PROVIDED INFORMATION —
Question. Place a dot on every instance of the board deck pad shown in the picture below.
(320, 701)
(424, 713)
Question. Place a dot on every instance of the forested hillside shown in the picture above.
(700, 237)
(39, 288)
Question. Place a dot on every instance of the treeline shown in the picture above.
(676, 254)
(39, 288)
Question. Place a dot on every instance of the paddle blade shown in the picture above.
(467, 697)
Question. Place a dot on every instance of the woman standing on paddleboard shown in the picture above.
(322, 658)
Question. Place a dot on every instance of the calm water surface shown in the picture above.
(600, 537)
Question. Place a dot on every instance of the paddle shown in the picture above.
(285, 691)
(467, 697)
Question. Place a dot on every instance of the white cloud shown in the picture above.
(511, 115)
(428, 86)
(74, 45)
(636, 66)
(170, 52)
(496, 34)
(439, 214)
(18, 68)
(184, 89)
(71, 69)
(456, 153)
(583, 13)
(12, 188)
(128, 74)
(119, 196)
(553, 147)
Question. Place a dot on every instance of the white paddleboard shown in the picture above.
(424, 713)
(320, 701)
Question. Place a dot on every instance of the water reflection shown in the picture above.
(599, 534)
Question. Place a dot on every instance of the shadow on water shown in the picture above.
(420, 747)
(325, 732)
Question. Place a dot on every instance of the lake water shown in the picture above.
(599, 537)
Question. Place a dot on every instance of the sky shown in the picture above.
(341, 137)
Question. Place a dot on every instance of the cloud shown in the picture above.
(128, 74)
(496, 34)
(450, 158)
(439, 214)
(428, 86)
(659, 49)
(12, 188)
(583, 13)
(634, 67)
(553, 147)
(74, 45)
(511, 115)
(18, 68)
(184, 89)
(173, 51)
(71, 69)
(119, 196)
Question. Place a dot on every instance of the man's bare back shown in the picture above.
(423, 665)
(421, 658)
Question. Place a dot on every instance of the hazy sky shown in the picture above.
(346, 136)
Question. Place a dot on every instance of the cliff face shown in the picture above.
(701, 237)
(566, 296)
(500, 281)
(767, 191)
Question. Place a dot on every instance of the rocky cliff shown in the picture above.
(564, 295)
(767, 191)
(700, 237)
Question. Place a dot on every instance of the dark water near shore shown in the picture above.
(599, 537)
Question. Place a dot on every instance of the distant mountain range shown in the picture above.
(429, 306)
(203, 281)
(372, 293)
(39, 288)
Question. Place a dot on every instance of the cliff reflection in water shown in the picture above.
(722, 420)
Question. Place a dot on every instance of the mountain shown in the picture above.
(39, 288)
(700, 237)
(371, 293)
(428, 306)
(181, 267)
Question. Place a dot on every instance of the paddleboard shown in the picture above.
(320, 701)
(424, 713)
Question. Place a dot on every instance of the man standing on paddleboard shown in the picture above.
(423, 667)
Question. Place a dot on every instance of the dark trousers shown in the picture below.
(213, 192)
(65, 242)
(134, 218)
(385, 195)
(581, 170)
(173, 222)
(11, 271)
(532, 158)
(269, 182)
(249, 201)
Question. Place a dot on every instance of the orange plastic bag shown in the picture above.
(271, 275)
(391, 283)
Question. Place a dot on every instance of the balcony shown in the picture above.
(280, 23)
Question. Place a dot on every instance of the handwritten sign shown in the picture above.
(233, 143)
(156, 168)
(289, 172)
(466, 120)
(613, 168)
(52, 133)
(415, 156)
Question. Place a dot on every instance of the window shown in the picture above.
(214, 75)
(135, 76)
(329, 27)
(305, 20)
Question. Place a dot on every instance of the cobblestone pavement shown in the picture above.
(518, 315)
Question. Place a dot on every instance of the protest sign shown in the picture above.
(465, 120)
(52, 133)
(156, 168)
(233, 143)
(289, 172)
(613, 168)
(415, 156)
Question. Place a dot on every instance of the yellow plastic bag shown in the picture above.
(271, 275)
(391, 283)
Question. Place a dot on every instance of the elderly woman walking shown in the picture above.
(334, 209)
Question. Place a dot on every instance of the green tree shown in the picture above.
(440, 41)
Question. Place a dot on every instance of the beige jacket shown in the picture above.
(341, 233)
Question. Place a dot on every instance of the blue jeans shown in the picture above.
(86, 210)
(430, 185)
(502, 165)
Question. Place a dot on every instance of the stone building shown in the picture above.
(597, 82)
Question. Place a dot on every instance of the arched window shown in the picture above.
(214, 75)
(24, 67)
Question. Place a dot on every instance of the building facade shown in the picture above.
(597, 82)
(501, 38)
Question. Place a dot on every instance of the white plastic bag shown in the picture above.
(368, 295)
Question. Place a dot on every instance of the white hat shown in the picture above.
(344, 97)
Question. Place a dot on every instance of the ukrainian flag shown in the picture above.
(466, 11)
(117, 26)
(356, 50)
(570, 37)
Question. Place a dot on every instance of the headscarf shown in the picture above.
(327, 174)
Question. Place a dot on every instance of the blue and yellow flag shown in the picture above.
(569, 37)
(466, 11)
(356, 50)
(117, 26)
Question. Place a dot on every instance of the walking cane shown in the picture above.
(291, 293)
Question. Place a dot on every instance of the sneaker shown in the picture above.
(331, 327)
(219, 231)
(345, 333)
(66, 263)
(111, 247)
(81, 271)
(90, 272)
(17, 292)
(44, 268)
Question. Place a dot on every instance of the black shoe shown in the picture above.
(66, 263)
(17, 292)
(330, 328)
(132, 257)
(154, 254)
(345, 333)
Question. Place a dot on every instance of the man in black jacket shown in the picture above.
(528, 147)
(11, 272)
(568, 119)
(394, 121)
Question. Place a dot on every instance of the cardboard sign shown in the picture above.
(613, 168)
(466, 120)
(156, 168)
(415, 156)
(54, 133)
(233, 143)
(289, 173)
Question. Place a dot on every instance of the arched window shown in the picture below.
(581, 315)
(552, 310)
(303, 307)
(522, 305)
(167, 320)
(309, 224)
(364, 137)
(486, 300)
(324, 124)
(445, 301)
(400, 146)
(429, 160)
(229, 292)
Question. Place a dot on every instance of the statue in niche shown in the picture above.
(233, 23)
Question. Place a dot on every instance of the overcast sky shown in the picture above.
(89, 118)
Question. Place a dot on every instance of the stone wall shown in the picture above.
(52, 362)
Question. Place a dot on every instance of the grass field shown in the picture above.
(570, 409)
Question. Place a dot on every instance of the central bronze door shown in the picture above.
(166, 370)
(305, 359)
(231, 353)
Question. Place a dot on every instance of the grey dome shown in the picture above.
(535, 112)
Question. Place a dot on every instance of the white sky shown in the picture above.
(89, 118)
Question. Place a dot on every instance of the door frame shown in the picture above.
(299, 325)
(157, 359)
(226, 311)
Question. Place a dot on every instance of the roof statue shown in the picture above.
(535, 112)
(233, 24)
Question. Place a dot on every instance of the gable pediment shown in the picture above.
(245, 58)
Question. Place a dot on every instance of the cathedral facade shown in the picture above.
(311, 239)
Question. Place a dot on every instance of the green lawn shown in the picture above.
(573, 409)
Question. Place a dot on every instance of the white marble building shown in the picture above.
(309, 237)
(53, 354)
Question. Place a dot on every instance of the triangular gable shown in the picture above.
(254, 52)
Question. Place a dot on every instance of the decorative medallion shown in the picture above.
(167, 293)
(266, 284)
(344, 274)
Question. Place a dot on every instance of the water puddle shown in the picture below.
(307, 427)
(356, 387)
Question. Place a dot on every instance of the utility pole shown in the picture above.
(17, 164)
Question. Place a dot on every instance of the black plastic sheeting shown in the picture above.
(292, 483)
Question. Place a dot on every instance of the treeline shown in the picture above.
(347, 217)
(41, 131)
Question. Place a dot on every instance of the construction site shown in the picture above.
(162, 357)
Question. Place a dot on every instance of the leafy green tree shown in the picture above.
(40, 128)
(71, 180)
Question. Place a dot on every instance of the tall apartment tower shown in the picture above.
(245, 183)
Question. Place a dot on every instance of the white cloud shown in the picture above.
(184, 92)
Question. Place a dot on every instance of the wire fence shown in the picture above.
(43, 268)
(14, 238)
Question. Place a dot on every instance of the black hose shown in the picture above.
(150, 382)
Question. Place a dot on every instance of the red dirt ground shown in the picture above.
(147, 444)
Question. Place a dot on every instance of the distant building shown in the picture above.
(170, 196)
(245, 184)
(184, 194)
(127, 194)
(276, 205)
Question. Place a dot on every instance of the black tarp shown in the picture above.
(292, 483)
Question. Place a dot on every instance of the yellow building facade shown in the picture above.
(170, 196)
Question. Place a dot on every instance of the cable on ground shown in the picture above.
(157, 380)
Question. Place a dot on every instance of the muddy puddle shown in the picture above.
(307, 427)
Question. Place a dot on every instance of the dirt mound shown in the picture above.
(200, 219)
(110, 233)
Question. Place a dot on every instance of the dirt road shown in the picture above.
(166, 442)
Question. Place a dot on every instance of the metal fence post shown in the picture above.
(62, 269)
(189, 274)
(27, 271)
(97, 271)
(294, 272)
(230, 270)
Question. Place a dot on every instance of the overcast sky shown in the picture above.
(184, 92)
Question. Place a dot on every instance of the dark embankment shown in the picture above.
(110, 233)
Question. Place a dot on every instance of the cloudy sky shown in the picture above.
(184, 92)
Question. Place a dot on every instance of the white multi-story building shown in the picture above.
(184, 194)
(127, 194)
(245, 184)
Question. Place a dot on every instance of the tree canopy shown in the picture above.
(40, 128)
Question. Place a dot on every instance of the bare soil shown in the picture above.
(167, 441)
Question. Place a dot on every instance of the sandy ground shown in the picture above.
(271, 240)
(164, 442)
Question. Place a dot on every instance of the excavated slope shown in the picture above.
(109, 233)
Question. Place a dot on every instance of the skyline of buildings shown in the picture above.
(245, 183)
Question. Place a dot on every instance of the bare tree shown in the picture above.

PROBLEM DETAILS — Copy out everything from the line containing "Question. Place a dot on every instance of the cloudy" down to the end of the material above, reproducing each line without any change.

REPLY —
Question. Place a dot on every instance of the cloudy sky shown in the picture above.
(184, 92)
Question. Place a dot on every instance of the white multi-story building shown in the picture above.
(184, 194)
(127, 194)
(245, 184)
Question. Place a dot on every instance of the tree canopy shown in the picture above.
(40, 128)
Question. Place a dot on every instance of the bare soil shown in the picture above.
(167, 441)
Question. Place a dot on every instance of the sandy ground shown in the picture above.
(271, 240)
(164, 442)
Question. Place a dot on every instance of the excavated slope shown in the picture above.
(109, 233)
Question. Place a dot on every instance of the skyline of buildings shown in the picture above.
(245, 183)
Question. Place a dot on every instance of the bare tree shown in the picture above.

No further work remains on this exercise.